• [Problem requirements]: Reproduce every row below character for character, keeping the original wording and order.

• [Data entries]:
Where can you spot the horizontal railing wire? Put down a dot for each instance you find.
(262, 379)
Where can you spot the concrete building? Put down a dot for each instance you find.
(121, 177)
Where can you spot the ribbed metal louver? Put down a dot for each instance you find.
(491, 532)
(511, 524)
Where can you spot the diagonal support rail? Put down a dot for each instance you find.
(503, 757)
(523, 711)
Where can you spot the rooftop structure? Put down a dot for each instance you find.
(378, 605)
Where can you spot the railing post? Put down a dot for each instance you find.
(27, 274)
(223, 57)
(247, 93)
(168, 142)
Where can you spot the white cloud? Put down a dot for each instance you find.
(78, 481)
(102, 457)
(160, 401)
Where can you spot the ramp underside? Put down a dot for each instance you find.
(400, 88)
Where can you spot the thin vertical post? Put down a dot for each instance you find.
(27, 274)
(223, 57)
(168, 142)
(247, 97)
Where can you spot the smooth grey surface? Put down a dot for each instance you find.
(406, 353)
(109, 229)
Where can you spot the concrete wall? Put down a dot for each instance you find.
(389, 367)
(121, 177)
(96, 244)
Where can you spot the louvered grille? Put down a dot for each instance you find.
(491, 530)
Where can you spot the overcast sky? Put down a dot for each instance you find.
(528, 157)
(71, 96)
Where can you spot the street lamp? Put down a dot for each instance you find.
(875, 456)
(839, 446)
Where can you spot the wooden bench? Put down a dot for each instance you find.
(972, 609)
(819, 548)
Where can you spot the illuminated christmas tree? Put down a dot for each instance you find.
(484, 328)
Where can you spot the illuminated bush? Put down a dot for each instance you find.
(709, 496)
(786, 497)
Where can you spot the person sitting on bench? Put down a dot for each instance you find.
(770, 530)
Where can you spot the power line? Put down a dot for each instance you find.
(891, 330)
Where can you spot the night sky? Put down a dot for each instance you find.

• [Task solution]:
Where can you spot the horizontal railing wire? Put down a dot for each instance you find.
(262, 379)
Where can you spot the concrete building? Put down a dot for each instance you find.
(121, 177)
Where can you spot the ribbed metal louver? Put down a dot for each instance you find.
(491, 532)
(511, 524)
Where can you spot the diagonal support rail? Put down a dot for each instance you find.
(503, 757)
(523, 711)
Where can you spot the rooftop structure? Put down a dot for each instance you find.
(378, 605)
Where can you spot the railing post? Put down a dot for each instance you find.
(27, 274)
(223, 57)
(247, 93)
(168, 142)
Where can you spot the white cloud? Put down a dot for each instance you find.
(78, 481)
(102, 457)
(160, 401)
Where can you spot the ramp underside? Put down a dot for each instance you find.
(400, 88)
Where can you spot the thin vertical post? Put down a dot for each instance you find.
(27, 274)
(223, 57)
(168, 142)
(247, 97)
Where can you spot the smooth grey surface? Put down a dot for each instance you find.
(406, 353)
(109, 229)
Where can you spot the concrete wall? Put down a dot for each instance you find.
(389, 367)
(121, 177)
(96, 244)
Where can you spot the louvered grille? Put down a dot for each instance you find.
(491, 530)
Where can you spot the overcast sky? Put down a dot for each instance you find.
(528, 157)
(71, 96)
Where can you spot the street lamp? Put down a dot for each instance you find.
(875, 456)
(839, 446)
Where can you spot the wooden bench? Put down a dot for each instance you find.
(972, 609)
(819, 548)
Where can you spot the illuminated christmas tree? Put down a dot for each instance you find.
(484, 328)
Where can you spot the illuminated bush? Put down a dot for each instance you find.
(709, 496)
(786, 497)
Where can you spot the person sitting on bench? Put down a dot for each instance you find.
(770, 530)
Where can you spot the power line? Put down a dot for each instance you find.
(891, 330)
Where can you spot the night sky? Put down a dot for each instance you find.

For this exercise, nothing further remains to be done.